→ Source items
════
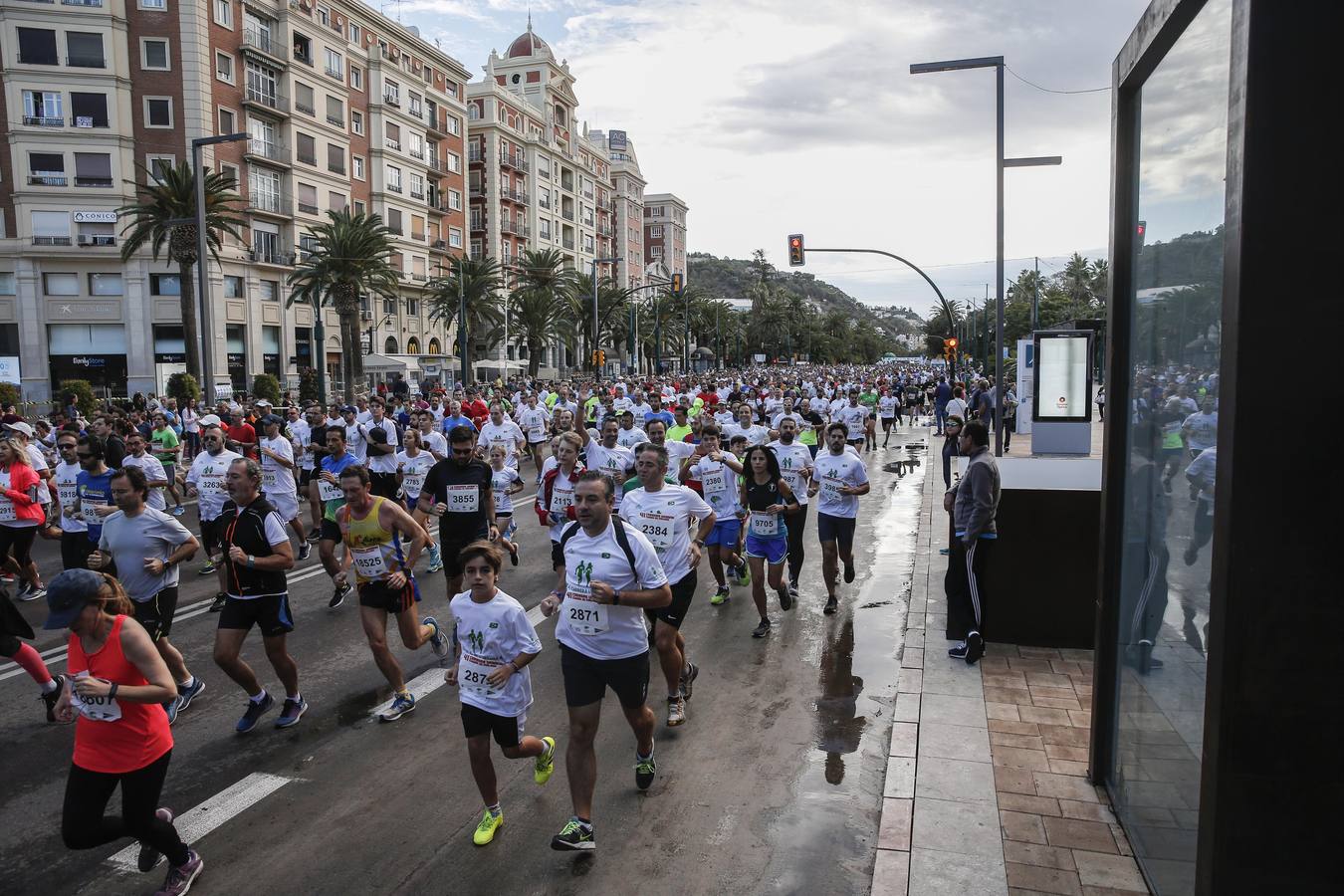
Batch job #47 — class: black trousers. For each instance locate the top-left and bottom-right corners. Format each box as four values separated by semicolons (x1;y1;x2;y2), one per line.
61;752;188;865
942;538;995;641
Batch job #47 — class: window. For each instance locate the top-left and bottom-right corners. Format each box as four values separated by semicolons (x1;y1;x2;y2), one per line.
42;274;80;296
76;151;112;187
15;28;61;66
145;97;172;127
23;90;66;127
139;38;172;72
66;31;107;69
70;92;108;127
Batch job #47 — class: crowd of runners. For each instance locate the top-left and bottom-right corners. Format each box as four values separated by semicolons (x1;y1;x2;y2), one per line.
0;364;975;895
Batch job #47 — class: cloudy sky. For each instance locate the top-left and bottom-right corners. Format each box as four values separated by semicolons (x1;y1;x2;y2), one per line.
392;0;1148;313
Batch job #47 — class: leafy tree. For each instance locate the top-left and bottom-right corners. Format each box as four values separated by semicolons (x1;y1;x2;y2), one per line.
116;160;243;377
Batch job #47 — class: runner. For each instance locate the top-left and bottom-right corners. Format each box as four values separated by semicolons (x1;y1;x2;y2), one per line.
738;443;799;638
807;422;868;615
444;540;556;846
415;426;499;593
45;569;206;896
89;466;206;724
257;414;312;560
681;423;752;606
183;429;242;612
215;459;308;735
336;464;448;722
542;470;672;850
621;445;717;727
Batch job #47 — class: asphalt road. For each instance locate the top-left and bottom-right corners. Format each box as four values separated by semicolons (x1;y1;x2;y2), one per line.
0;428;929;895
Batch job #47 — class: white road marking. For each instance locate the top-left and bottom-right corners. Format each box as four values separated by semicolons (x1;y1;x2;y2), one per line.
368;604;545;719
108;772;299;872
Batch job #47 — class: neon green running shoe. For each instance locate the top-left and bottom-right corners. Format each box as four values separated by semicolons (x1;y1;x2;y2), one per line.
533;738;556;784
472;808;504;846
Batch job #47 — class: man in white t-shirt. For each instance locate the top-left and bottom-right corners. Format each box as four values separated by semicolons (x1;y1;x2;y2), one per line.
542;470;672;850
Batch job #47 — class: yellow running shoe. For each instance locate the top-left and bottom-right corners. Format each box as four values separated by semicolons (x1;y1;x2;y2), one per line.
533;738;556;784
472;808;504;846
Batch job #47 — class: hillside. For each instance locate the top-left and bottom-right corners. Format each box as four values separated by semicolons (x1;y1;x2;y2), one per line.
687;253;923;342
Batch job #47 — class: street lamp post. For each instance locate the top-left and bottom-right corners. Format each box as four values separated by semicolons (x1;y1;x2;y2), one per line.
910;57;1063;457
191;131;251;404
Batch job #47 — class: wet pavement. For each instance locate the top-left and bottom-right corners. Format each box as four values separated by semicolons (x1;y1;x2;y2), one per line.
0;430;928;893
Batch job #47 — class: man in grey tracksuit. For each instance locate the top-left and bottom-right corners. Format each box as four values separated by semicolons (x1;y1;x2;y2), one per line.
942;420;999;665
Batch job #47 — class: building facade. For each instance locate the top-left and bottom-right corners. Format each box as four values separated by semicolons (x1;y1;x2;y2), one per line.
0;0;468;400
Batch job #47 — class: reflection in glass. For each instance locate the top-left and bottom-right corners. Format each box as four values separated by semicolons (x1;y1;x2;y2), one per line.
1110;0;1232;896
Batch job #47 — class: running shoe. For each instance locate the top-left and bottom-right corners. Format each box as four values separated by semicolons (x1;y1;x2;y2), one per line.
552;816;596;851
533;738;556;784
634;750;659;789
276;697;308;728
472;808;504;846
421;616;448;657
177;676;206;712
234;693;276;735
38;674;66;722
135;806;172;872
677;660;700;700
327;584;350;610
668;695;686;728
377;691;415;722
154;849;206;896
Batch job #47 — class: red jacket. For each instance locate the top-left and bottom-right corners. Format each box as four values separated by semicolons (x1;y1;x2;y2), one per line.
534;461;583;526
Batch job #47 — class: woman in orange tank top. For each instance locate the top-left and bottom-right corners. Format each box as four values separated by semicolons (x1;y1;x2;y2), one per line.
46;569;204;896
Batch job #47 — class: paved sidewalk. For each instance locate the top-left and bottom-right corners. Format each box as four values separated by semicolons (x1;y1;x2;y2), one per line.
872;456;1148;896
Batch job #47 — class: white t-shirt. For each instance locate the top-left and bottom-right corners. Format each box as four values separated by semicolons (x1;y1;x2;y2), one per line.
556;523;668;660
811;450;868;520
621;484;714;583
449;589;542;718
687;451;738;523
187;450;242;520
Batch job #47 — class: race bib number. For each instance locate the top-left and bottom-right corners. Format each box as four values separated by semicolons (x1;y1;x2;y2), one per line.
70;672;121;722
560;596;609;635
444;485;481;513
349;546;387;579
318;480;345;501
638;513;673;553
457;650;503;697
752;511;780;539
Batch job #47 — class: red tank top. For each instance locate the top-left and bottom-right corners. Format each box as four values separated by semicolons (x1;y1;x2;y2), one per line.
66;615;172;774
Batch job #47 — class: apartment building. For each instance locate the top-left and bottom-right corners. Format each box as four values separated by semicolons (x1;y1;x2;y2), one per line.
0;0;468;400
644;193;691;282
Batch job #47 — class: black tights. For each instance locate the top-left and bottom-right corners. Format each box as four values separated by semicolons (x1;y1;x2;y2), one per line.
61;752;188;866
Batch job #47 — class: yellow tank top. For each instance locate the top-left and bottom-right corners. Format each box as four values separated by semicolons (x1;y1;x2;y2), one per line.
344;497;402;584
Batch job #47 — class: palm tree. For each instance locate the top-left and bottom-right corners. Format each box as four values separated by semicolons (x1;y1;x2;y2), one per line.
116;160;243;381
289;208;400;401
425;255;504;373
508;249;576;376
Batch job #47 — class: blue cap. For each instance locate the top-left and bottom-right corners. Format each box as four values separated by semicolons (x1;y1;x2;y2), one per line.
42;569;104;628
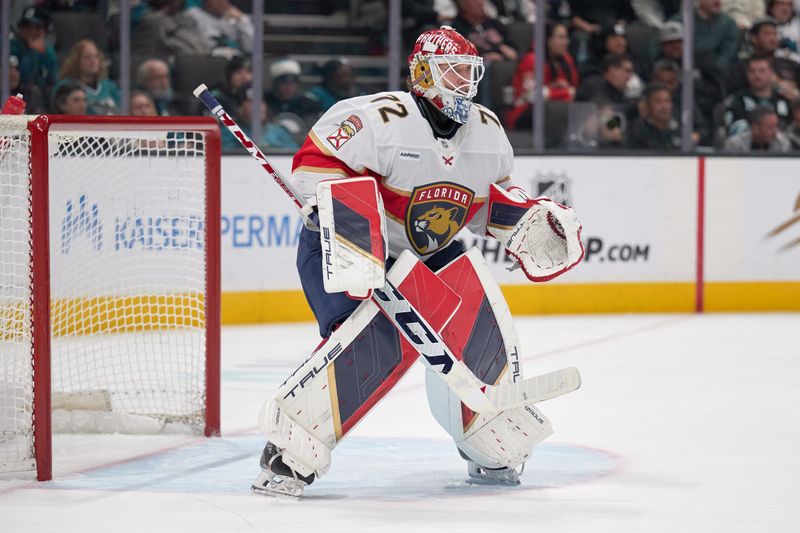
════
→ Stated problem
Rewrite all of the items above as a numbered list, skipping blank lines. Leave the pictures out of your answer.

→ Result for this task
1. Batch job #47 — class: black trousers. For each instance locate the top-left and bottom-right corners. Format each box as four values separated by semicolons (x1;y1;x2;y2), one per line.
2. 61;752;188;865
3. 942;538;995;641
4. Batch job #47 — class: window. For each instance locate the top-left and bottom-right corners. Format each box as four values separated by semicolons (x1;y1;x2;y2), one per line.
5. 42;274;80;296
6. 76;151;112;187
7. 15;28;61;66
8. 145;97;172;127
9. 23;90;66;127
10. 139;38;172;72
11. 66;31;107;69
12. 70;92;108;127
13. Batch job #47 — class: crowd of runners. For each instance locate the top-left and bottom-right corners. Format each box as four values separated by semicolons (x1;y1;x2;y2), one per line.
14. 0;364;975;895
15. Batch job #47 — class: cloudy sky. For each instance locate the top-left and bottom-right corners. Format each box as four values separated by semicolons (x1;y1;x2;y2), one per line.
16. 392;0;1148;313
17. Batch job #47 — class: leafy tree. For each instance locate the top-left and bottom-right corners. Format each box as four values separated by semicolons (x1;y1;x2;y2), one per line.
18. 116;160;243;377
19. Batch job #47 — class: runner. For each instance locate the top-left and bottom-right corners. Format each box as four values separated by semicolons (x1;y1;x2;y2), one per line.
20. 738;443;799;638
21. 807;422;868;615
22. 444;540;556;846
23. 415;426;499;593
24. 45;569;206;896
25. 89;466;206;724
26. 257;414;312;560
27. 681;423;752;606
28. 183;429;242;612
29. 215;459;308;735
30. 336;464;448;722
31. 542;470;672;850
32. 621;445;717;727
33. Batch job #47 — class: asphalt road. For each instance locate the top-left and bottom-right corners. Format each box as four values separated by semicolons (x1;y1;x2;y2), one per line.
34. 0;428;929;895
35. Batch job #47 — class: white road marking. For each instance locate the top-left and bottom-right corners. Format each box as four values separated by semicolons (x1;y1;x2;y2), one per line.
36. 368;604;545;719
37. 108;772;299;872
38. Batch job #47 — class: neon green running shoe. For each instance locate the top-left and bottom-right corners. Format each box as four values separated by semicolons (x1;y1;x2;y2), one per line.
39. 533;738;556;784
40. 472;808;504;846
41. Batch job #47 — class: man in white t-shirt. For each instance locate the top-left and bottom-right corners. Format each box as four values separated by semicolons (x1;y1;x2;y2), one per line.
42. 542;470;672;850
43. Batch job #47 — class: yellow running shoe. For each instance locate the top-left and bottom-right corners. Format each box as four values separated by semicolons (x1;y1;x2;y2), one per line.
44. 533;738;556;784
45. 472;808;504;846
46. Batch job #47 — class: hillside. For each instance locate the top-left and bottom-right corners. Format each box as four values separated by semicolons (x1;y1;x2;y2), one per line.
47. 687;253;923;342
48. Batch job #47 — class: street lamp post. For each instance locate the top-left and bottom-right corners. Format each box as four values separated by semicolons (x1;y1;x2;y2), one per line.
49. 910;57;1063;457
50. 191;131;251;404
51. Batch job #47 — class: wet pavement. For each instance locate the top-left and bottom-right corners. Format each box as four values separated by semicolons (x1;y1;x2;y2), one per line.
52. 0;430;928;893
53. Batch job #47 — class: man in grey tracksuit. For each instance locate the top-left and bottom-right corners. Format each box as four values separated by semicolons (x1;y1;x2;y2), one per line.
54. 942;420;999;665
55. Batch job #47 — class: building facade. For each instance locate the top-left and bottom-right corners. Format each box as four values separated by semicolons (x1;y1;x2;y2), one per line.
56. 0;0;468;400
57. Batch job #47 — class: reflection in glass. For each instance locate the top-left and bottom-right corners. Format each box as four values separated by semicolons (x1;y1;x2;y2), one per line.
58. 1110;0;1232;896
59. Batch job #47 — class: running shoe. For each instance locate the top-left and bottom-right corners. Format each box as four values separated by semicolons (x1;y1;x2;y2), one per line.
60. 552;816;596;851
61. 533;738;556;784
62. 634;750;659;789
63. 276;697;308;728
64. 472;808;504;846
65. 421;616;448;657
66. 177;676;206;712
67. 234;693;276;735
68. 38;674;66;722
69. 135;806;172;872
70. 677;660;700;700
71. 327;584;350;610
72. 668;695;686;728
73. 377;691;415;722
74. 154;849;206;896
75. Batch job #47 — class: red jacket. For each instance locate the top-left and bottom-right corners. Format each box as four values separated by semicolons (x1;y1;x2;y2), one per line.
76. 534;461;583;526
77. Batch job #47 — class: woman in orange tank top. For each instance locate the top-left and bottom-right corners. Format each box as four values separated by semicolons (x1;y1;x2;y2), one per line.
78. 46;569;204;896
79. Batch job #47 — class: paved sidewalk. For each instance locate the top-left and bottom-right corners. Format each box as four values separated by semicolons (x1;y1;x2;y2), one per line.
80. 872;456;1148;896
81. Batch job #47 — class: white t-shirt. For each instance locate the top-left and bottom-right corners. Format each box as four values separated by semicolons (x1;y1;x2;y2), one per line.
82. 556;523;668;660
83. 811;450;868;520
84. 621;484;714;583
85. 449;589;542;718
86. 687;451;738;523
87. 187;450;242;520
88. Batch job #47 — class: race bib number. For each instance locate the top-left and bottom-right corners. Format each box as four values separated by semicolons (x1;y1;x2;y2), one per line.
89. 70;672;121;722
90. 560;596;609;635
91. 444;485;481;513
92. 349;546;387;579
93. 318;480;345;501
94. 638;513;673;553
95. 457;650;503;697
96. 752;511;780;539
97. Batch job #47 — class: red tank top. For each instance locate the top-left and bottom-right corners. Format each box as four values separated by semicolons (x1;y1;x2;y2), one per line.
98. 66;615;172;774
99. Batch job #47 — class: apartment building. For each instance locate the top-left and bottom-right corners. Format each box as four values separated by semicolons (x1;y1;x2;y2), one per line.
100. 0;0;468;400
101. 644;193;691;282
102. Batch job #47 — class: black tights. For each instance locate the top-left and bottom-right corners. Format each box as four values separated by semicolons (x1;y1;x2;y2), one per line.
103. 61;752;188;866
104. Batch job #47 — class: yellow tank top. For each instance locate the top-left and bottom-right corners. Format each box as four values separated by semicolons (x1;y1;x2;y2), one per line.
105. 344;497;402;584
106. Batch job #47 — class: palm tree. For each instance locate the top-left and bottom-right corners. Format each box as four values separated by semicolons (x1;y1;x2;y2), one per line.
107. 116;160;243;381
108. 289;208;400;401
109. 425;255;504;373
110. 508;249;576;376
111. Batch job #47 — class: blue cap. For each instance locate the top-left and bottom-right corners. Format each box as four values separated by semicolons (x1;y1;x2;y2), one per line.
112. 42;569;104;628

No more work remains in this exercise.